EXTRACT PROVIDED START

The medical oncologist is checking the radiographic film

In April, MesotheliomaHelp reported on the success of the Wilms Tumor-1 (WT1) vaccine, also known as galinpepimut-S,  in its orphan designations in both the United States and the European Union.  At the Annual Meeting of the American Society of Clinical Oncology (ASCO) in early June, representatives from Sellas, the maker of galinpepimut-S,  announced “exciting results” from two separate phase 2 clinical trials for the drug, for the treatment of acute myeloid leukemia and malignant pleural mesothelioma.

According to a June 6 press release from Sellas Life Sciences Group, the “exciting results” of the drug trials have cleared the way for the company to move forward with “a pivotal Phase 2b/3 trial in patients with MPM [malignant pleural mesothelioma], later this year,” as well as a Phase 3 trial acute myeloid leukemia patients.

EXTRACT PROVIDED END
RECORD SET START

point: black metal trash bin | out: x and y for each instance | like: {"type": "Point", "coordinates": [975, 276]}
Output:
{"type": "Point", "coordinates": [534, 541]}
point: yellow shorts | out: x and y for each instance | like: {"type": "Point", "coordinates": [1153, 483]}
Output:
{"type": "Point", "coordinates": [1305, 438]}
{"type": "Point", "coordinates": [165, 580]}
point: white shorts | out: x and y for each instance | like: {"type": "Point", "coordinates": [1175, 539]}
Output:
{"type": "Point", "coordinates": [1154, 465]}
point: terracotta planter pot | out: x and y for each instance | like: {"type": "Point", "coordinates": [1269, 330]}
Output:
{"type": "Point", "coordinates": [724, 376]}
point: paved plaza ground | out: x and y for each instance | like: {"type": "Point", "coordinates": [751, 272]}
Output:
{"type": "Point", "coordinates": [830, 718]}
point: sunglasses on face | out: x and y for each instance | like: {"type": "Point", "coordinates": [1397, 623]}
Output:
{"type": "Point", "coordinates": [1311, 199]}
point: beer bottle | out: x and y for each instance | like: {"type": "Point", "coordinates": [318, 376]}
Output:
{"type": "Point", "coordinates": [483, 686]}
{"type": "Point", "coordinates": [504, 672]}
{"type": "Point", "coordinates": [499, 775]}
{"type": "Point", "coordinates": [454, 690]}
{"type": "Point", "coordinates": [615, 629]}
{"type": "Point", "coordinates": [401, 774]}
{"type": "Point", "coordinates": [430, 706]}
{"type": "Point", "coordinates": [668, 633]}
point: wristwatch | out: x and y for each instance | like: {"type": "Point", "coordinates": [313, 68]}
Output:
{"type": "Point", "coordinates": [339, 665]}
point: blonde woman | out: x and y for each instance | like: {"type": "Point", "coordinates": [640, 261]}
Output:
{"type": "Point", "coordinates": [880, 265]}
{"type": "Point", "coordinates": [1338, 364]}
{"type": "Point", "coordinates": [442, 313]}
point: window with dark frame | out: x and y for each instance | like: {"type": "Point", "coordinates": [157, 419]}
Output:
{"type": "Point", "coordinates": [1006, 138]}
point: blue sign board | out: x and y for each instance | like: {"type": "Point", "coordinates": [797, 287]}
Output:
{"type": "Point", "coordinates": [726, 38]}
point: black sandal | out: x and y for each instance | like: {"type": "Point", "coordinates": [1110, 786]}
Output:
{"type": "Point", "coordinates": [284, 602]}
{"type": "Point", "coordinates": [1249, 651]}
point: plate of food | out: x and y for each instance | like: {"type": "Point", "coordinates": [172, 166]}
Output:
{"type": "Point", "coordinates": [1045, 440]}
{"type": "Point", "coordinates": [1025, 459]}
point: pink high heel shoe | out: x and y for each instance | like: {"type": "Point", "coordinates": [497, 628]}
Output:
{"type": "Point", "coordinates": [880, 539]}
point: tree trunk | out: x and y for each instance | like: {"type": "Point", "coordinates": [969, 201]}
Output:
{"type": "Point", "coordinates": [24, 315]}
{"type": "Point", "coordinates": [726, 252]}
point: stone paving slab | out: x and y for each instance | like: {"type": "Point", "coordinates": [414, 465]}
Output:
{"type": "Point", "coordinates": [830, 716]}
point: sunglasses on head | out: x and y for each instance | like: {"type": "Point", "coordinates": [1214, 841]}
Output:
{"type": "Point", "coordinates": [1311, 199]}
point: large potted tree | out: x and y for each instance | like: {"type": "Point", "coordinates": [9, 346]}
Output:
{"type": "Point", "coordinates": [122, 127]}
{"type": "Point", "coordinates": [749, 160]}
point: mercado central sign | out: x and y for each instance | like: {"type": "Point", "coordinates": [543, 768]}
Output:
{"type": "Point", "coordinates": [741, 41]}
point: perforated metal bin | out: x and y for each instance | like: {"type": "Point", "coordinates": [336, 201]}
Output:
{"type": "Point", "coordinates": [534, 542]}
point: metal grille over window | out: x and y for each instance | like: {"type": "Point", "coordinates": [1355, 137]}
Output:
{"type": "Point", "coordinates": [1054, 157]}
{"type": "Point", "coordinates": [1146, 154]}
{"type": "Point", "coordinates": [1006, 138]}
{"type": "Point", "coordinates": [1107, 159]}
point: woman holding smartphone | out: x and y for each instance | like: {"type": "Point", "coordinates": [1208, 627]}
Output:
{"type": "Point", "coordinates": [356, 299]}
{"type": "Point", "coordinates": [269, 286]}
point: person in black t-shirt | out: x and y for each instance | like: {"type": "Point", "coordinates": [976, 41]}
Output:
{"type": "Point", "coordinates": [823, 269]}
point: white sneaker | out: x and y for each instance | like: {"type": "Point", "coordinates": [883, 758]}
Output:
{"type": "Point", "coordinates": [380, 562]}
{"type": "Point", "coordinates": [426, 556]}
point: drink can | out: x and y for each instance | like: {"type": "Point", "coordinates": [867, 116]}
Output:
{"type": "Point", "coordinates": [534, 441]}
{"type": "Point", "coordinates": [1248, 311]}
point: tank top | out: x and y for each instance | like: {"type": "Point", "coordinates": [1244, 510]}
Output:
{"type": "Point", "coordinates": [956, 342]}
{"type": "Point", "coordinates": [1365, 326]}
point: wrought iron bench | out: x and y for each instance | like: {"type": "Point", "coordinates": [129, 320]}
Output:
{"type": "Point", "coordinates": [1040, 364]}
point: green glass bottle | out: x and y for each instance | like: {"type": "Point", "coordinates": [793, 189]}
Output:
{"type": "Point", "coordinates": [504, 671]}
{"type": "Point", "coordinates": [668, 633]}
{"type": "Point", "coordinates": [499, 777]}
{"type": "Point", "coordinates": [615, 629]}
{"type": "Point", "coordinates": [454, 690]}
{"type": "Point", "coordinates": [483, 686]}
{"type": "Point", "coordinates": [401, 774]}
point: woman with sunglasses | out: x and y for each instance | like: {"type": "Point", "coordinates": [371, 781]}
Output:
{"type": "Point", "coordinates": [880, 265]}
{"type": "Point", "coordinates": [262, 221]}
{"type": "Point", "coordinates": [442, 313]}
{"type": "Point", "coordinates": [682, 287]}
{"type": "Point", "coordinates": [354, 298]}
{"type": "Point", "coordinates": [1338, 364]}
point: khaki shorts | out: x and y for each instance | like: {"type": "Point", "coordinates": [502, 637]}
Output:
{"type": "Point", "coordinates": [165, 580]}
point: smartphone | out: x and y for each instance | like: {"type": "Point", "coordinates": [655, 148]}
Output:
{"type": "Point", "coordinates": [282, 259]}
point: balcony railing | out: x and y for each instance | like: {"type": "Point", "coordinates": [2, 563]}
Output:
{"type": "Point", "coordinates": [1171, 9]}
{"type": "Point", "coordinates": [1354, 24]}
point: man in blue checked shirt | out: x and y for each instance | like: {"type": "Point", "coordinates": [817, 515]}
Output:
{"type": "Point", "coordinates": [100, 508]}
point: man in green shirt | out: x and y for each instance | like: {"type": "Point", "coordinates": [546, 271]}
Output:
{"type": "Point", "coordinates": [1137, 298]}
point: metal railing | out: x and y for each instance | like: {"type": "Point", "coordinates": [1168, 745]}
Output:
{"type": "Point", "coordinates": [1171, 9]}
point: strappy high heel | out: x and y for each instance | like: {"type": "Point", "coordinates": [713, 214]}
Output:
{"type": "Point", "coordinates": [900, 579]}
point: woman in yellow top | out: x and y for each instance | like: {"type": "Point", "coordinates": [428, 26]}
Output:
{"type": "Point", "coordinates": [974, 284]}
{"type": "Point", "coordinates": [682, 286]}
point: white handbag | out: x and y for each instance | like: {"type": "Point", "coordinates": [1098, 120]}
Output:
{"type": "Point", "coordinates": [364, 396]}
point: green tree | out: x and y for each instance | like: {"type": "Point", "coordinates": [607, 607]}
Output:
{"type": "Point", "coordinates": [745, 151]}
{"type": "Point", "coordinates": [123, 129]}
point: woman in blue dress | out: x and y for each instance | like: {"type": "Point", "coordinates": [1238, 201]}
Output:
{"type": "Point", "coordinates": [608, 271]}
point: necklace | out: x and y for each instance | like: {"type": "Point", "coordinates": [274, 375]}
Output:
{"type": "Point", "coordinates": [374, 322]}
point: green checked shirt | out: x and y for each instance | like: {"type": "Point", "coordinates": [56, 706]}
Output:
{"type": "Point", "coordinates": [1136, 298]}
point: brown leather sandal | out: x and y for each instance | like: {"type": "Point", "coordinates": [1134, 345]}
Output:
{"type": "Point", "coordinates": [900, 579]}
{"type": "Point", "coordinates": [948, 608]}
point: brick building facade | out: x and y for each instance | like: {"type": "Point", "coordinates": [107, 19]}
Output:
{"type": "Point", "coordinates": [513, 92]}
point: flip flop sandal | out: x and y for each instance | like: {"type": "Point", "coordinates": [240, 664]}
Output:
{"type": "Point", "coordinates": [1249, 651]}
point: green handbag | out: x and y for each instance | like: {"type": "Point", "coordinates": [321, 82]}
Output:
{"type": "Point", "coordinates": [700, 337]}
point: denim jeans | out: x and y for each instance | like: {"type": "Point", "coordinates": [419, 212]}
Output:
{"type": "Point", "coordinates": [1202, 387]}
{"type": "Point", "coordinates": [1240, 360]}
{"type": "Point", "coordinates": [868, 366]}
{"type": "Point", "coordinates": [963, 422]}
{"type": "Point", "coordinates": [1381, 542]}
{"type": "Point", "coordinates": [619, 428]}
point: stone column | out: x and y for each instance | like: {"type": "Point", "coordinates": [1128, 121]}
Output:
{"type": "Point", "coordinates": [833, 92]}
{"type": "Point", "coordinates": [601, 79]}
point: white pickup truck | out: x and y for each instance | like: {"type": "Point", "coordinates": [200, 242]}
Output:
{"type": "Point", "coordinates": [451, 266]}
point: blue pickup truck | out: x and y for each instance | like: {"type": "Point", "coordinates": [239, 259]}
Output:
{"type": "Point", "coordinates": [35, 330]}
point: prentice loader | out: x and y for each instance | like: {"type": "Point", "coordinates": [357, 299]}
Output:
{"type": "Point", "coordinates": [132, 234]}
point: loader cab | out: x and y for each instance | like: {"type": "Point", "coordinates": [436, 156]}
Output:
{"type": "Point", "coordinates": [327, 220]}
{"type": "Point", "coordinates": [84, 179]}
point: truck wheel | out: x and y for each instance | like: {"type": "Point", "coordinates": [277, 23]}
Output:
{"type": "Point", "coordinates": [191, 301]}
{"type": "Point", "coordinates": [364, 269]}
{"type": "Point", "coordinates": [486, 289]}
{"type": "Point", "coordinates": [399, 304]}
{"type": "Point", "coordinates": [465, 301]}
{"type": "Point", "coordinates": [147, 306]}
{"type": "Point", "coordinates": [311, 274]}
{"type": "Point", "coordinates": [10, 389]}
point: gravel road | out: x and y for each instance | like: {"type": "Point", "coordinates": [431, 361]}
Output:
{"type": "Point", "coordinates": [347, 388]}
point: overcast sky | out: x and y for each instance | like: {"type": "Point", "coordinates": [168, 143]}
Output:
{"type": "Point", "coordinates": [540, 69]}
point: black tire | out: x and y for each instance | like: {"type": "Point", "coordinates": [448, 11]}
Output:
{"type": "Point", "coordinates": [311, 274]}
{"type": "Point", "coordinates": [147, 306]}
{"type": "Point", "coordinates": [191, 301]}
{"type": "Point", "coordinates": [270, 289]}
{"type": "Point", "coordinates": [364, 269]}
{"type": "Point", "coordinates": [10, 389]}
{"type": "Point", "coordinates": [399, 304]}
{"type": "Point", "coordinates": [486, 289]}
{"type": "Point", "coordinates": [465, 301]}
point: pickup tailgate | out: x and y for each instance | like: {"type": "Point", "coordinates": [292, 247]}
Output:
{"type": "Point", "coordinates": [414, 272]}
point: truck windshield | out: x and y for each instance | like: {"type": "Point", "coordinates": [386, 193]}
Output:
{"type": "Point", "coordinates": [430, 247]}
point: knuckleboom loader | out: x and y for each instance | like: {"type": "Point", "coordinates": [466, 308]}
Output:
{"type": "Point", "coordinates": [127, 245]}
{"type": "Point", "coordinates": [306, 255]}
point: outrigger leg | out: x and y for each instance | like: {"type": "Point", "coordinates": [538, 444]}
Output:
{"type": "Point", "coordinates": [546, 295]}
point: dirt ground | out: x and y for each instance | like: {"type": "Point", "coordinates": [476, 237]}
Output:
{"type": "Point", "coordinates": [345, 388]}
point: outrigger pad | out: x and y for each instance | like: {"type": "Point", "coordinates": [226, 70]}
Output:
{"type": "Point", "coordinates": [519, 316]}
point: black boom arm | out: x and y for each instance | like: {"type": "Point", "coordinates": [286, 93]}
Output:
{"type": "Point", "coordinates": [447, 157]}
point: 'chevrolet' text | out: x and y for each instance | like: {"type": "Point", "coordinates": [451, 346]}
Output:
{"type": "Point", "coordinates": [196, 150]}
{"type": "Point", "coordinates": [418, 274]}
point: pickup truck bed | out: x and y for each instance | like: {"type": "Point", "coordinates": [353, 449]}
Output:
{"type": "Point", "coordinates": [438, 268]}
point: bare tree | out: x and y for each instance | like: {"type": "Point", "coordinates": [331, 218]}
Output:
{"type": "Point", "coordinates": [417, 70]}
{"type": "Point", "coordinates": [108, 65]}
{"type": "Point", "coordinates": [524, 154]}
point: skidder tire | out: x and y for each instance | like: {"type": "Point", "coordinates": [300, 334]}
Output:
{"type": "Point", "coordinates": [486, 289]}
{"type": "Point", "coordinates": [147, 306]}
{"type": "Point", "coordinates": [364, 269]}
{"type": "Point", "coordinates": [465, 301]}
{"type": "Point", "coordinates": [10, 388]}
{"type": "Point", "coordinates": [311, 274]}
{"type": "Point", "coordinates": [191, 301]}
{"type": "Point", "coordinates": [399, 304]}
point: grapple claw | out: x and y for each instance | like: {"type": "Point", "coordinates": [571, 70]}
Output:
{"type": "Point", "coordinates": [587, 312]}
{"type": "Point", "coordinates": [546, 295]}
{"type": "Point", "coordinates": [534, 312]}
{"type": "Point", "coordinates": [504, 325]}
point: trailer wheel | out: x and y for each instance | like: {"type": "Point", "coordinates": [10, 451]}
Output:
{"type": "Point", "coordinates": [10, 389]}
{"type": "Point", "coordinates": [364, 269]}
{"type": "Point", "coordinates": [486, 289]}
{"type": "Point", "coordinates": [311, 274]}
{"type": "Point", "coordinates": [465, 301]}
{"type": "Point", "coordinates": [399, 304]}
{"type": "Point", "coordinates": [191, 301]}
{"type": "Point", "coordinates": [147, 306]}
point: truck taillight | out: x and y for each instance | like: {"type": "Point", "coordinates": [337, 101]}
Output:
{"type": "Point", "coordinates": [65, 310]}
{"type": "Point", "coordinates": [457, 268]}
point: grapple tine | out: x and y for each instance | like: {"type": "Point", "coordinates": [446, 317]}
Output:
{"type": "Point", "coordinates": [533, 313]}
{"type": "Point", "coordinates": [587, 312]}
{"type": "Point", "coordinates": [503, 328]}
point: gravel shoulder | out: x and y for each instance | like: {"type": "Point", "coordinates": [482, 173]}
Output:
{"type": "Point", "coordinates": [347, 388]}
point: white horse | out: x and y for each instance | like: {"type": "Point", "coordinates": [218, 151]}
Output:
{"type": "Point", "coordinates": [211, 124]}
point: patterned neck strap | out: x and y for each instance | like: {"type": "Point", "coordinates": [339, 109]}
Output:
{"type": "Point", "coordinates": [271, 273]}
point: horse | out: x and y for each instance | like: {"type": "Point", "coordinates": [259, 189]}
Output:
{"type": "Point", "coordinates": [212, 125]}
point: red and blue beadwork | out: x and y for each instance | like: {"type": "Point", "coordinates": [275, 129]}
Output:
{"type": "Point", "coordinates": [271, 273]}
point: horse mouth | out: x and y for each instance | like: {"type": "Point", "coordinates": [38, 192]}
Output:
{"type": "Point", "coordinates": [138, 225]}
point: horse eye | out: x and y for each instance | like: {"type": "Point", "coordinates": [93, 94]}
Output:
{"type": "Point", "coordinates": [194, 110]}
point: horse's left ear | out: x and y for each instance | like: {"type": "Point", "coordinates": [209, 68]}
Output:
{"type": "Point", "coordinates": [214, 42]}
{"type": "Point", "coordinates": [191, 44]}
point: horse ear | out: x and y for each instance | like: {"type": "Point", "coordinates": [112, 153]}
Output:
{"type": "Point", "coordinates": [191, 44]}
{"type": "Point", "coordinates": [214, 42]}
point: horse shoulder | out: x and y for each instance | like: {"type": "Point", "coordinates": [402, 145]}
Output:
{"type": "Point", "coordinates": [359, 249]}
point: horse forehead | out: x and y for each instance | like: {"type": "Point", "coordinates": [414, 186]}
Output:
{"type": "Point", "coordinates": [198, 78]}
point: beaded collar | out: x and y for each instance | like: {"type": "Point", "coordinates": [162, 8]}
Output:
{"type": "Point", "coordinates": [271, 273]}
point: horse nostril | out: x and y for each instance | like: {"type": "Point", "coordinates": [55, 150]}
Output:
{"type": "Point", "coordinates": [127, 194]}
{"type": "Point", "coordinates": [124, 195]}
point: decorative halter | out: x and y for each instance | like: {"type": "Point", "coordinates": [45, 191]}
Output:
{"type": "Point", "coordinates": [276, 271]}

RECORD SET END

#### LIST OF TASKS
1/ In the galinpepimut-S article, condense the paragraph beginning "In April, MesotheliomaHelp reported" into a short bulleted list that keeps its main facts.
2/ Supply the next part of the galinpepimut-S article, continuing from its final sentence.

#### OUTPUTS FOR THE TASKS
1/
- In April, MesotheliomaHelp reported on the success of the Wilms Tumor-1 (WT1) vaccine, galinpepimut-S, in its orphan designations in the United States and the European Union.
- At the ASCO Annual Meeting in early June, representatives from Sellas, the drug's maker, announced "exciting results" from two separate phase 2 clinical trials.
- The trials covered the treatment of acute myeloid leukemia and malignant pleural mesothelioma.

2/
“Galinpepimut-S has continued to demonstrate outstanding results and updated findings in regard to survival, immunological responses, and safety in AML and MPM,” said Dr. Angelos M. Stergiou, M.D., Chairman and Chief Executive Officer of SELLAS.

Mesothelioma is a rare, aggressive form of cancer primarily caused by past exposure to airborne asbestos fibers. Each year close to 3,000 Americans are diagnosed with the incurable cancer. While there is currently no known cure for the disease, the clinical trials and studies that are underway bring hope to mesothelioma patients with each discovery for new approaches to treating the disease.

WT1 is over-expressed in many human cancers, including mesothelioma, and the National Cancer Institute recently ranked WT1 as the top target for cancer immunotherapy, according to Sellas. The WT1 vaccine is a late clinical-stage cancer immunotherapy that targets the WT1 antigen in certain cancers including acute myeloid leukemia (AML), mesothelioma (MPM), multiple myeloma, ovarian cancer. Sellas reports that WT1 has not been druggable by traditional approaches, but it can be targeted by the immune system making this research critical to these cancers with few treatment options.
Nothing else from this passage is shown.